● 任务说明 A
判断下列三项陈述是否与关于最大子串的原文相符。每项回答“是”或“否”，并照原文引出据以判断的字句。
(i) sameNumber 函数用来判断两个已排序数组是否有相同元素。
(ii) 在普通方法中，变量 max 的初始值为 0。
(iii) 二分方法是用递归实现的。
● 任务说明 B
请从关于最大子串的原文中摘录一段文字，从“[面试备忘]数组(一维)最大子串总结”起，一直到“postArray, int postSize)”为止。

[面试备忘]数组(一维)最大子串总结

求整型数组中最大子串方法总结:

#include <iostream>
#include <cassert>

#define MAX(a, b) ((a) > (b) ? (a) : (b))
//判断两已排序数组是否有相同元素
bool sameNumber(const int* preArray, int preSize, const int* postArray, int postSize)
 {
    assert( preArray && postArray);
    int preIndex = 0;
    int postIndex = 0;
    while (preIndex != preSize && postIndex != postSize) {
        if (preArray[preIndex] == postArray[postIndex]) {
            return true;
        }
        if (preArray[preIndex] > postArray[postIndex]) {
            ++postIndex;
        } else {
            ++preIndex;
        }
    }
    return false;
}

//求数组中最大子串 普通方法
int getMaxSubArrayNormal(const int* array, int size)
{
    assert(array);
    int max = array[0];
    for (int outIndex = 0; outIndex != size; ++outIndex) {
        int tempValue = 0;
        for (int inIndex = outIndex; inIndex != size; ++inIndex) {
            tempValue += array[inIndex];
            if (tempValue > max) {
                max = tempValue;
            }
        }
    }
    return max;
}

//二分方法, 递归实现.
int getMaxSubArrayRecursion(const int* array, int size)

● 数据摘录
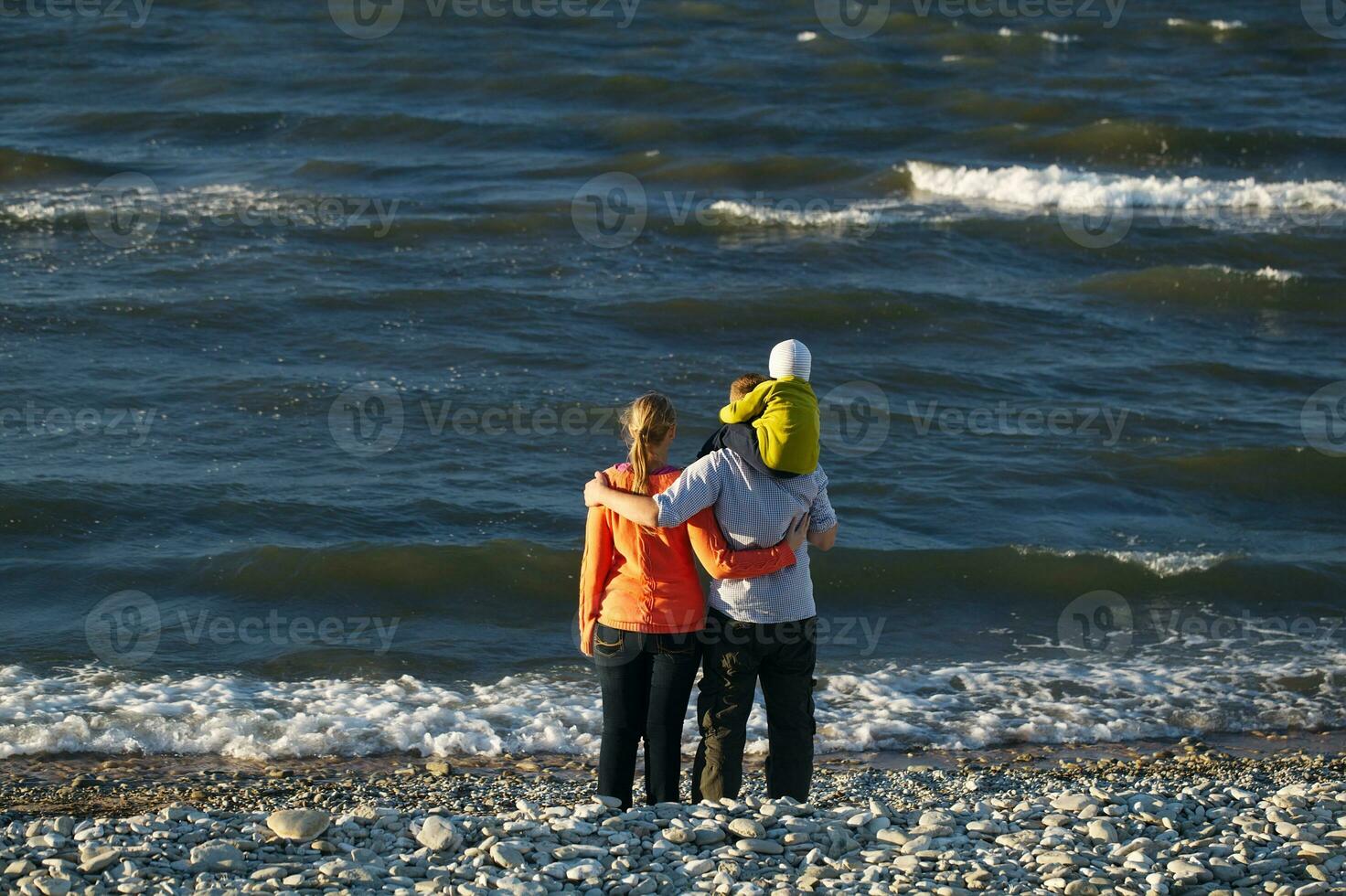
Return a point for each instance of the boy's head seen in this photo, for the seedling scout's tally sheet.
--
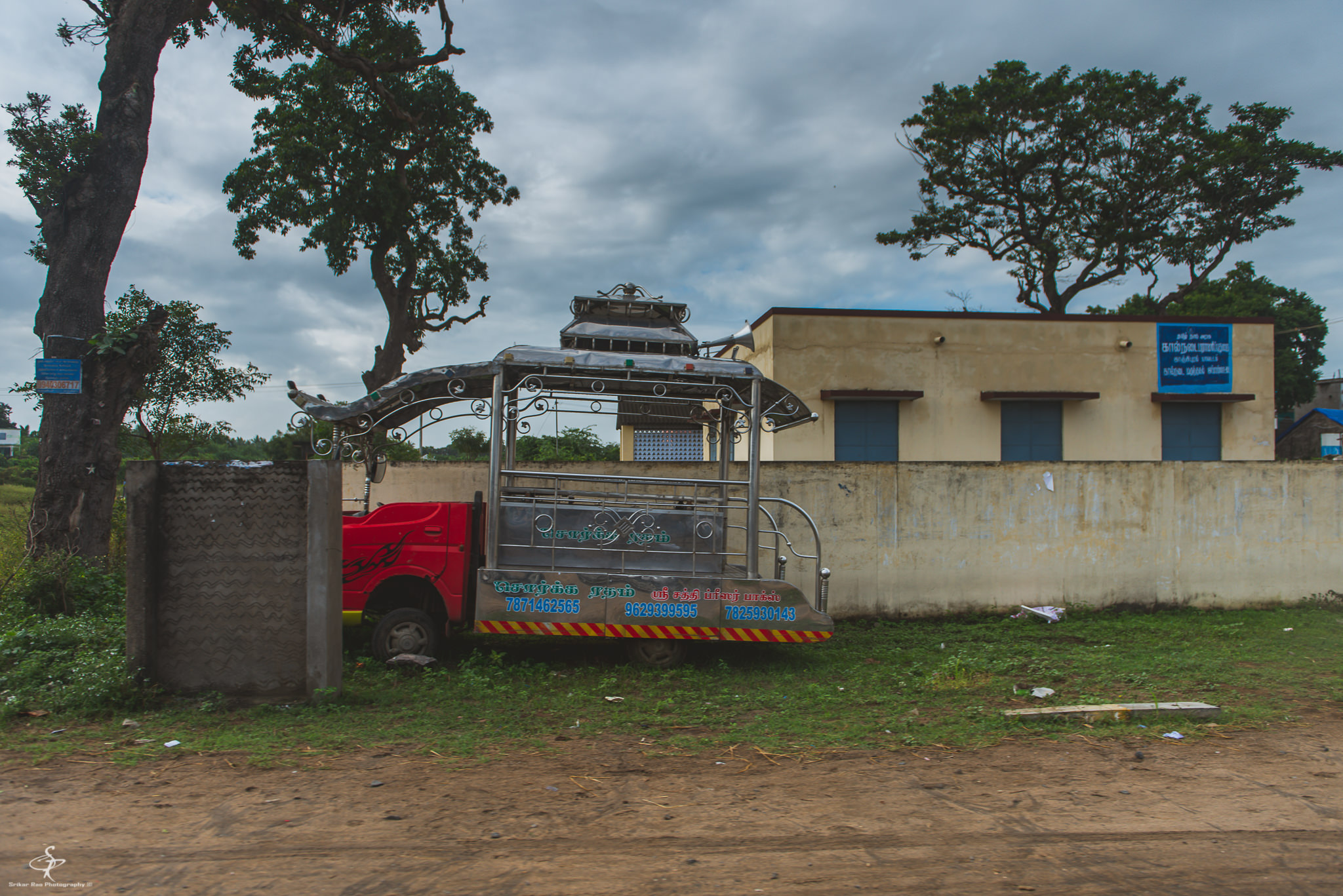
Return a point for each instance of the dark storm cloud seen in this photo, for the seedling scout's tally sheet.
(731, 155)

● 参考答案 A
(i) 是。原文：“//判断两已排序数组是否有相同元素”
(ii) 否。原文：“int max = array[0];”
(iii) 是。原文：“//二分方法, 递归实现.”

● 参考答案 B
[面试备忘]数组(一维)最大子串总结

求整型数组中最大子串方法总结:

#include <iostream>
#include <cassert>

#define MAX(a, b) ((a) > (b) ? (a) : (b))
//判断两已排序数组是否有相同元素
bool sameNumber(const int* preArray, int preSize, const int* postArray, int postSize)